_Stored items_
╔══
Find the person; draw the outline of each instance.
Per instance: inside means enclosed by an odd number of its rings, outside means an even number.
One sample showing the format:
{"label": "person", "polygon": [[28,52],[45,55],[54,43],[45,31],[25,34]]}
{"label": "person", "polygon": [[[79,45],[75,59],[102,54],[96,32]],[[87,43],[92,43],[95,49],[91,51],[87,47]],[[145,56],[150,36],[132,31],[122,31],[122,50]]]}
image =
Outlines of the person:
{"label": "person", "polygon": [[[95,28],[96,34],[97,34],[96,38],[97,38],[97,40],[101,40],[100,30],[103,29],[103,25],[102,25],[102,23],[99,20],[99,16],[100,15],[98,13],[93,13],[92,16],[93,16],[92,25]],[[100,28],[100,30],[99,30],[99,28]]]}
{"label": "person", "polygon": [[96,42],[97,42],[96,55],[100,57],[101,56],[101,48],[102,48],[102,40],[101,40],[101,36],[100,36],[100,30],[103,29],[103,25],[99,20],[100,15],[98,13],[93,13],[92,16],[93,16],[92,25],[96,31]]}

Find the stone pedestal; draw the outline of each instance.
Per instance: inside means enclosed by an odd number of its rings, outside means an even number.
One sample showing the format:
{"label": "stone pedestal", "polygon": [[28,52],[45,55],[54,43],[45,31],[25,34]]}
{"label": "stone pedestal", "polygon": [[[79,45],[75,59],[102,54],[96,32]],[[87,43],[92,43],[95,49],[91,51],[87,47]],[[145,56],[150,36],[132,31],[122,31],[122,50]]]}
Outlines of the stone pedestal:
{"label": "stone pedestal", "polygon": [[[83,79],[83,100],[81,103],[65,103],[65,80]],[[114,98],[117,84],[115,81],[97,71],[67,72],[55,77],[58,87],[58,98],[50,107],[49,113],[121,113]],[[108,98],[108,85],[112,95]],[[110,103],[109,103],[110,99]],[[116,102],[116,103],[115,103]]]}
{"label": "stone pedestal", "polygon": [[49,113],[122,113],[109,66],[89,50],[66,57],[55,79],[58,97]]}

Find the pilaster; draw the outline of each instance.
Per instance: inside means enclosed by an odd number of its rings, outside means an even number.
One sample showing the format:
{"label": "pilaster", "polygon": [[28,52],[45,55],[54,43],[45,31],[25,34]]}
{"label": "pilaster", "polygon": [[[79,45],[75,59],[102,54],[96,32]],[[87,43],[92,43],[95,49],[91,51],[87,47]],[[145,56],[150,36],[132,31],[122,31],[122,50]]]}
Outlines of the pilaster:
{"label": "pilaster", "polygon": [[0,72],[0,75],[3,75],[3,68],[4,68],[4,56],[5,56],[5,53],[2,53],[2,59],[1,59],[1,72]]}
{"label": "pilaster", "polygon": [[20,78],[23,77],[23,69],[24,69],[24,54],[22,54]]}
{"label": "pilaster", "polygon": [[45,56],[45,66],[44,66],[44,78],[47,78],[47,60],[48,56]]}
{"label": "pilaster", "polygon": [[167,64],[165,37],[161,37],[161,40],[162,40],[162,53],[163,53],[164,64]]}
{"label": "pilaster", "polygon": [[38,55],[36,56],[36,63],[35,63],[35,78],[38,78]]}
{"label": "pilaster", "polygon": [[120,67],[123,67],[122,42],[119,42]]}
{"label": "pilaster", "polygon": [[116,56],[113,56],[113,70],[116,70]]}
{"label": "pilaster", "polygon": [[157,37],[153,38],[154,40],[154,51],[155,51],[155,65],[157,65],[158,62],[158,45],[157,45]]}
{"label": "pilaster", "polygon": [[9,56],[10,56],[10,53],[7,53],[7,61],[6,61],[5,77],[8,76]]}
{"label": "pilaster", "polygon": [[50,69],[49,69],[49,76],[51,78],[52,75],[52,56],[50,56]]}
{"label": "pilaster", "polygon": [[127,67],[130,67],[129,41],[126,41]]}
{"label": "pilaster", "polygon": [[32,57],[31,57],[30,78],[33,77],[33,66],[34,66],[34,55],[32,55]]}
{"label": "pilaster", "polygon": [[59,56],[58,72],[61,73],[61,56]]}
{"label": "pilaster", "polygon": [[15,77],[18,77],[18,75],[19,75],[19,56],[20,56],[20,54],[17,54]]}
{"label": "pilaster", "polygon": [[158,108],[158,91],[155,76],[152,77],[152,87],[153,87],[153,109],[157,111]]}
╚══
_INSTRUCTIONS FOR THE TASK_
With nothing added or dropped, reproduce all the data exactly.

_RESULT OF THE TASK_
Find the person; draw the outline of each instance.
Per instance: inside means enclosed by an odd number of its rings, outside means an even number.
One sample showing the format:
{"label": "person", "polygon": [[28,52],[45,55],[54,43],[45,31],[25,34]]}
{"label": "person", "polygon": [[[79,45],[75,59],[102,54],[96,32]],[[87,43],[92,43],[95,49],[91,51],[87,47]],[[145,56],[150,36],[132,31],[122,31],[122,50]]]}
image =
Outlines of the person:
{"label": "person", "polygon": [[[95,28],[96,34],[97,34],[96,38],[97,38],[97,40],[101,40],[100,30],[103,29],[103,25],[102,25],[102,23],[99,20],[99,16],[100,15],[98,13],[93,13],[92,16],[93,16],[92,25]],[[100,28],[100,30],[99,30],[99,28]]]}
{"label": "person", "polygon": [[96,42],[97,42],[96,55],[100,57],[101,56],[101,48],[102,48],[102,40],[101,40],[101,36],[100,36],[100,30],[103,29],[103,25],[99,20],[100,15],[98,13],[93,13],[92,16],[93,16],[92,25],[96,31]]}

Find the stone pedestal; draw the outline of each instance.
Per instance: inside means enclosed by an odd number of its rings, outside means an even number.
One sample showing the format:
{"label": "stone pedestal", "polygon": [[28,52],[45,55],[54,43],[45,31],[25,34]]}
{"label": "stone pedestal", "polygon": [[[79,45],[75,59],[102,54],[96,32]],[[87,43],[92,43],[95,49],[91,51],[87,47]],[[145,56],[150,36],[132,31],[122,31],[122,50]]]}
Outlines of the stone pedestal:
{"label": "stone pedestal", "polygon": [[[83,79],[83,100],[81,103],[65,103],[65,80]],[[114,98],[117,84],[115,81],[97,71],[67,72],[55,77],[58,87],[58,98],[50,107],[49,113],[121,113]],[[108,98],[108,85],[112,95]],[[110,103],[109,103],[110,99]],[[116,102],[116,103],[115,103]]]}
{"label": "stone pedestal", "polygon": [[49,113],[122,113],[109,66],[89,50],[66,57],[55,79],[58,97]]}

Find the pilaster; draw the outline of each instance.
Per instance: inside means enclosed by an odd number of its rings, outside means an even number.
One sample showing the format:
{"label": "pilaster", "polygon": [[28,52],[45,55],[54,43],[45,31],[25,34]]}
{"label": "pilaster", "polygon": [[[79,45],[75,59],[102,54],[96,32]],[[87,43],[92,43],[95,49],[91,51],[87,47]],[[145,56],[150,36],[132,31],[122,31],[122,50]]]}
Outlines of the pilaster:
{"label": "pilaster", "polygon": [[0,72],[0,75],[3,75],[3,68],[4,68],[4,56],[5,56],[5,53],[2,53],[2,59],[1,59],[1,72]]}
{"label": "pilaster", "polygon": [[20,78],[23,77],[23,69],[24,69],[24,54],[22,54]]}
{"label": "pilaster", "polygon": [[45,56],[45,66],[44,66],[44,78],[47,78],[47,60],[48,56]]}
{"label": "pilaster", "polygon": [[167,64],[165,37],[161,37],[161,40],[162,40],[162,53],[163,53],[164,64]]}
{"label": "pilaster", "polygon": [[38,55],[36,56],[36,63],[35,63],[35,78],[38,78]]}
{"label": "pilaster", "polygon": [[120,67],[123,67],[122,42],[119,42]]}
{"label": "pilaster", "polygon": [[116,56],[113,56],[113,70],[116,70]]}
{"label": "pilaster", "polygon": [[157,37],[153,38],[154,40],[154,51],[155,51],[155,65],[157,65],[158,62],[158,45],[157,45]]}
{"label": "pilaster", "polygon": [[9,56],[10,56],[10,53],[7,53],[7,61],[6,61],[5,77],[8,76]]}
{"label": "pilaster", "polygon": [[50,69],[49,69],[49,76],[51,78],[52,75],[52,56],[50,56]]}
{"label": "pilaster", "polygon": [[127,67],[130,67],[129,41],[126,41]]}
{"label": "pilaster", "polygon": [[32,57],[31,57],[30,78],[33,77],[33,66],[34,66],[34,55],[32,55]]}
{"label": "pilaster", "polygon": [[59,56],[58,72],[61,73],[61,56]]}
{"label": "pilaster", "polygon": [[15,77],[18,77],[18,75],[19,75],[19,56],[20,56],[20,54],[17,54]]}
{"label": "pilaster", "polygon": [[158,108],[158,91],[155,76],[152,77],[152,87],[153,87],[153,109],[157,111]]}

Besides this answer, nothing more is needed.